>> BEGIN

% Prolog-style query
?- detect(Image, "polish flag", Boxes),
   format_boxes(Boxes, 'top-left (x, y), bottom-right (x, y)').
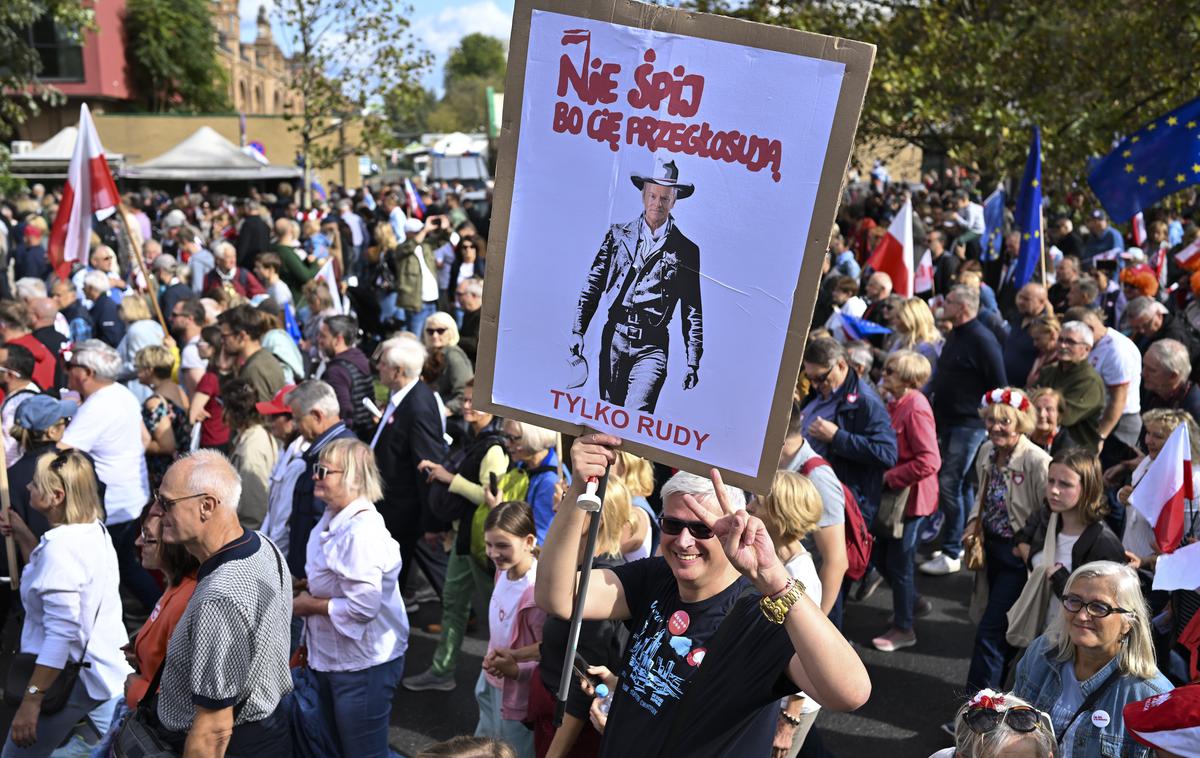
top-left (1175, 237), bottom-right (1200, 270)
top-left (1129, 423), bottom-right (1195, 553)
top-left (48, 103), bottom-right (121, 279)
top-left (912, 249), bottom-right (934, 293)
top-left (866, 199), bottom-right (914, 297)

>> END

• AIM OF THE TASK:
Quote the entries from the start through the line containing "top-left (912, 249), bottom-right (934, 293)", with both ends included. Leave the pictures out of your answer.

• FULL ANSWER:
% Prolog-style query
?- detect(Image, "polish flag", Boxes),
   format_boxes(Boxes, 'top-left (x, y), bottom-right (x, y)').
top-left (1175, 237), bottom-right (1200, 270)
top-left (1129, 423), bottom-right (1195, 553)
top-left (48, 103), bottom-right (121, 279)
top-left (912, 249), bottom-right (934, 293)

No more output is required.